:: STUDY TEXT ::

Dear Friends
I know all of you continue to be shocked and saddened by the news Martin and I have experienced substantial difficulties in our working relationship and that Martin made the decision to resign.
It has been a difficult journey for us, and we are very grateful for your prayers, but we know that you are also hurting and so we also pray for you and lift up our leadership team up in prayer as well.
Over the last year I have been reading a devotional guide I inherited from my cousin Robyn called Voices from the Past, a collection of excerpts from sermons by Puritans. I inherited it because my cousin fell unexpectedly very ill on holiday in Europe this time last year. Knowing, I think, how seriously ill she was, she decided not to go to hospital there, but flew home and died a week later in Sydney, surrounded by her mother and brothers and other family.
It’s a curious devotional guide. Puritan preaching was harsh and uncompromising, and sometimes the prose leaves me feeling I’ve been pummelled all over, but reading it this week, I came across this entry on trust in God:
In a tempest a believer must cast his anchor upward. Trust is a believer’s choicest antidote against over-grieving, murmuring, sinking, desponding, despairing… In this tempest, faith sits at the helm and preserves the soul from shipwreck. Faith grapples with the Goliath of affliction and overcomes it. When the heart is apt to fail, when the soul is apt to swoon, faith draws forth its bottle and administers a reviving cordial. Amidst all storms, winds and tempests, yea, in a hurricane of sorrow and misery, faith knows where and how to cast anchor: ‘Let not your hearts be troubled’ (John 14:1)…. God has extraordinary means to bear us up when ordinary ones fail. He can turn poisons into antidotes, hindrances into furtherances, and destructions into deliverances. The ravens gave Elijah food. A whale becomes Jonah’s ship, and pilot too. An Almighty God can work without means. God often brings his people into such a condition that they do not know what to do. He does this that they might know what he can do. God is with his people at all times, but he is most sweetly with them in the worst of times.
One of the surprises at Robyn’s funeral came from a woman who lived in the unit above Robyn’s, who said to my aunt, “I am really going to miss Robyn’s beautiful singing voice!”
“Beautiful singing voice!” said my aunt. “She never sang!”
Oh no she did, the woman assured her and explained that every morning, in her bathroom, she would hear old hymns or praise songs, faint but very sweet, coming up through the pipes from Robyn’s bathroom below. “It was a tremendous comfort for me,” she said, “to hear those sounds.”
May God find ways to support all of us at this time; to be most sweetly with us. Amen.

:::

- [WHAT YOU NEED TO DO]:
1. From the letter, extract the part that opens with the words containing "It has been" and closes with "prayer as well.".
2. Translate this sentence from the letter into Spanish: "God is with his people at all times, but he is most sweetly with them in the worst of times."

:: RAW DATA ::

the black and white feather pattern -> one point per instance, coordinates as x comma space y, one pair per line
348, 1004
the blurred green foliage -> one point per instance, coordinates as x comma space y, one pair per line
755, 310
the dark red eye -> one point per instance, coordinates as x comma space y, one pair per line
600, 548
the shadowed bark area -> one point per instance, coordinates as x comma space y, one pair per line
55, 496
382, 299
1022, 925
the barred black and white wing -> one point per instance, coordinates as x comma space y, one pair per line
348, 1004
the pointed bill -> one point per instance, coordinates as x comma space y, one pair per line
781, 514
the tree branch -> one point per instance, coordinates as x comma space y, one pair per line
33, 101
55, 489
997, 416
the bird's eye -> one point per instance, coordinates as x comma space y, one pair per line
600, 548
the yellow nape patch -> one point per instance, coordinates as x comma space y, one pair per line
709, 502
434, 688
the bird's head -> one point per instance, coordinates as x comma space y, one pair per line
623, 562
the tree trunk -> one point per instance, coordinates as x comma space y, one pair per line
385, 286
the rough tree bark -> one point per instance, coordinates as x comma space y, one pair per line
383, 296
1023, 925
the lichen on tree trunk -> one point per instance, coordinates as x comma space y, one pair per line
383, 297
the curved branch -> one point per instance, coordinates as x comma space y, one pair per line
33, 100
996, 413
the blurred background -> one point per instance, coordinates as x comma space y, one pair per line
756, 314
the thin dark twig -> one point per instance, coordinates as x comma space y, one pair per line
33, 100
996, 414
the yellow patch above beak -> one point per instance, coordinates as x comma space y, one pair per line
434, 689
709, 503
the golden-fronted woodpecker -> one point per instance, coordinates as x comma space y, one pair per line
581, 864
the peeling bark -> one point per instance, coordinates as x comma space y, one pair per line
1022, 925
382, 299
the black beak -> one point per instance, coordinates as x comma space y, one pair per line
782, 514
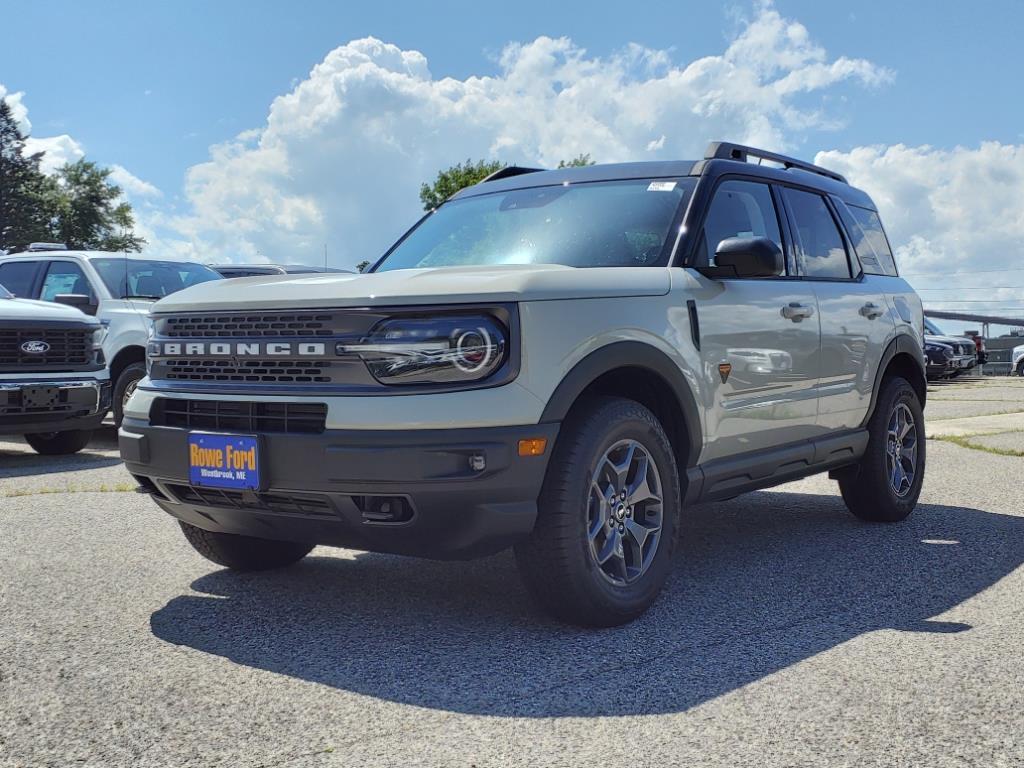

:::

- [ANSWERS TO THIS EXERCISE]:
1.
It has been a difficult journey for us, and we are very grateful for your prayers, but we know that you are also hurting and so we also pray for you and lift up our leadership team up in prayer as well.

2. Dios está con su pueblo en todo momento, pero está con ellos de la manera más dulce en los peores momentos.